***** ОТРЫВОК СО СТРАНИЦЫ

Должно быть, Пётр Ефимович и сам понял, что зашёл слишком далеко. Он замолчал, неспешно надел брюки и, протянув мне партбилет, внушительно произнёс:
- Вы с Алексеем отведите его к американцам. Пусть они его расстреляют или что хотят с ним делают.
Мы вытащили обмякшего и едва переставляющего ноги Partei из дома и, сопровождаемые хозяйкой, повели по улице. Дорогой я заглянул в красную книжку, так неосторожно оставленную хозяевами. Там чёрным по белому было написано: Национал-социалистическая рабочая партия Германии (NSDAP). Только на фотографии лицо было более молодым и не таким растерянным, как оно выглядело сейчас.
Дойдя до поворота, Алексей неожиданно охватил немца за плечи и ногой дал сильный пинок в зад. Пробежав несколько шагов, член партии шлёпнулся на землю. Этим и закончилось наше недолгое знакомство с хозяевами дома. Красную книжку мы бросили ему вслед.

**********
***** ФРАГМЕНТ ДАННЫХ

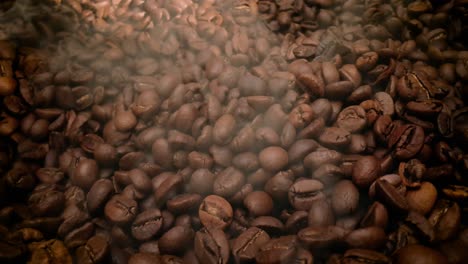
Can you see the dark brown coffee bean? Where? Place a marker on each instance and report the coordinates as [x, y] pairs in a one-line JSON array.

**********

• НАБОР ЗАДАНИЙ:
A. Перечислите по порядку все действия, которые Пётр Ефимович совершает в отрывке после того, как понял, что зашёл слишком далеко.
B. Какое название партии было написано в красной книжке, судя по отрывку?
Опирайтесь только на отрывок со страницы.

• ОТВЕТЫ НИЖЕ:
A. Замолчал, неспешно надел брюки, протянул рассказчику партбилет и внушительно произнёс слова о том, чтобы немца отвели к американцам.

B. Национал-социалистическая рабочая партия Германии (NSDAP).